▸ **Task requirements**
Output the entries below exactly as written, omitting pictures.

__________

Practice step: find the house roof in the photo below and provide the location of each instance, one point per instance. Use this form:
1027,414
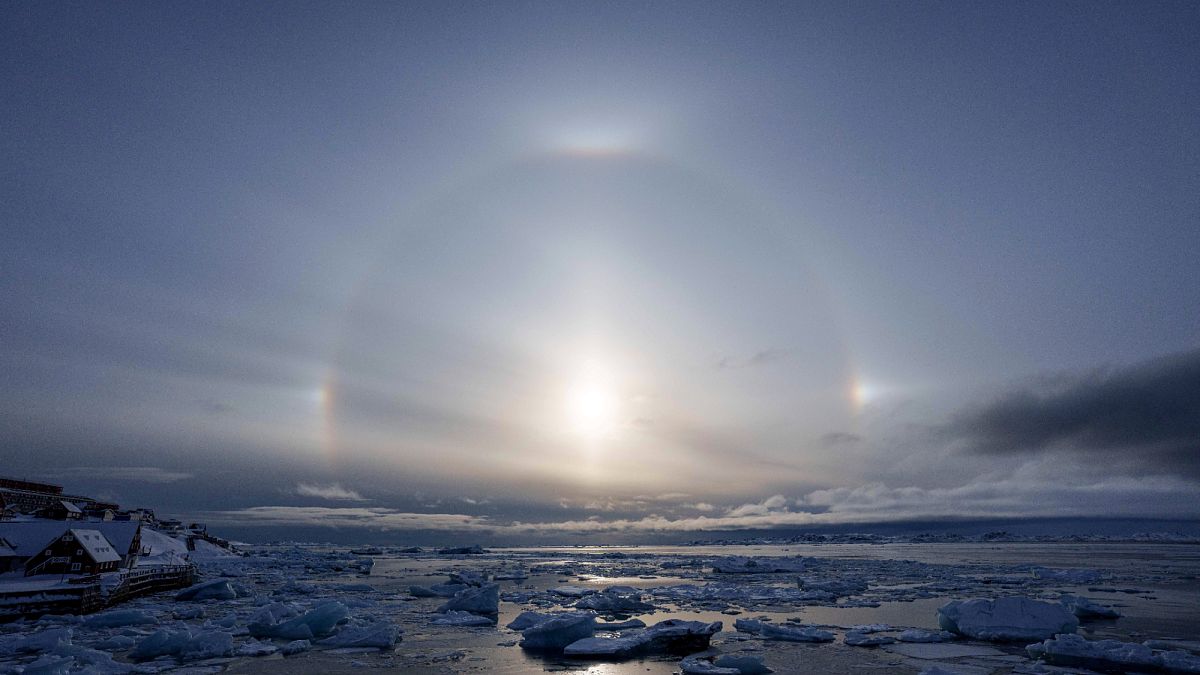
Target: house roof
97,547
29,537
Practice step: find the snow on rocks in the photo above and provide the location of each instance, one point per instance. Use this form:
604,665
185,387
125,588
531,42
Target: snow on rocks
475,599
671,635
285,621
785,633
557,632
1075,651
1086,608
1006,619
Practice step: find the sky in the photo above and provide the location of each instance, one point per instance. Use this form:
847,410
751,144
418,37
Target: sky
591,269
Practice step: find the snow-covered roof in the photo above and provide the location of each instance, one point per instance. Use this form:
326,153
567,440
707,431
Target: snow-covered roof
96,545
29,537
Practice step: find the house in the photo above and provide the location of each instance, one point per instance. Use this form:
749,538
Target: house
28,538
10,560
61,509
75,551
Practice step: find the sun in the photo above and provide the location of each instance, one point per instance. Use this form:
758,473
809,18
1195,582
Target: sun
592,407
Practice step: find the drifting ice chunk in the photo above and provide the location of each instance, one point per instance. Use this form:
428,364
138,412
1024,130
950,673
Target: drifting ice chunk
527,620
918,635
295,646
437,590
119,617
1108,655
209,644
381,634
1006,619
253,647
785,633
741,565
215,590
161,643
1085,608
455,617
483,599
279,620
857,639
559,631
1067,575
573,591
615,598
45,640
671,635
724,664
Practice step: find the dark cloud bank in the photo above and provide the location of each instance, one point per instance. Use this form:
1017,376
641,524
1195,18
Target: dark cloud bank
1146,416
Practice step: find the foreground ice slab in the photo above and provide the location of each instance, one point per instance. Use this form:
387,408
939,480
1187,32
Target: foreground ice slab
724,664
1006,619
768,565
557,632
283,621
475,599
672,635
786,633
1075,651
1086,608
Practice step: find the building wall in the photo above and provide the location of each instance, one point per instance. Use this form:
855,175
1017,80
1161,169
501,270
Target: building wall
67,554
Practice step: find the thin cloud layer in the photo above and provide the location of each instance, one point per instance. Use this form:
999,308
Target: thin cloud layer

__________

▸ **Correct output**
Practice step: find the house roof in the photo below and provide the location of each instance, one point per instance. Use this form:
1027,414
Target: house roof
97,547
29,537
Practice step: find the snow on rocks in the photo above and provide the location of each instance, one point per instance. Use this form:
604,665
185,387
125,588
531,42
Target: snow on rocks
475,599
671,635
285,621
785,633
557,632
1075,651
1086,608
1006,619
Practice step: find the sky in the photo above and provide the location of each instance, one point per instance. Use this form:
847,410
751,144
418,37
Target: sky
591,269
Practice step: find the snow-covered roof in the photo above and provide the location of each instance, one point per instance. Use this form:
326,153
567,440
707,431
Target: snow-covered roof
96,545
29,537
Practice step: find the house in the photo above and provide the location of each instance, one point per instance. Use this form:
749,538
Target: house
28,538
10,560
61,509
75,551
Practice step: find the sun in the photo above and provide the location of each instance, one point per instance. Use this form:
758,473
809,18
1195,582
Target: sun
592,407
Practice step: find the drifting ice chunk in the photo above and provide the location of each instance, one point per instance. Use this form:
428,364
138,412
1024,130
950,673
Target: drifting ice chunk
527,620
918,635
295,646
437,590
119,617
1108,655
209,644
381,634
1006,619
253,647
785,633
741,565
215,590
161,643
1085,608
455,617
483,599
279,620
857,639
559,631
1067,575
573,591
615,598
45,640
671,635
724,664
Practice step: find the dark cloud bank in the photo above and provide the location of each instance, one point per instance. Use this form:
1017,376
641,524
1195,18
Target: dark cloud bank
1146,416
Practice step: find the foreground ice slab in the photo above and provide the location of each instance, one point per instance. Use this form:
387,408
939,480
1187,32
Target: foreground ice slab
724,664
1006,619
768,565
557,632
283,621
475,599
672,635
786,633
1075,651
1086,608
Practice step: find the building wall in the photo above and provide the location of each instance, one point per instance. Use this form:
855,175
1017,80
1161,169
501,270
Target: building wall
67,554
Practice step: find the thin cloud layer in the photo above and provide the location of each instance, one point per instance. Use this form:
999,308
Target: thin cloud layer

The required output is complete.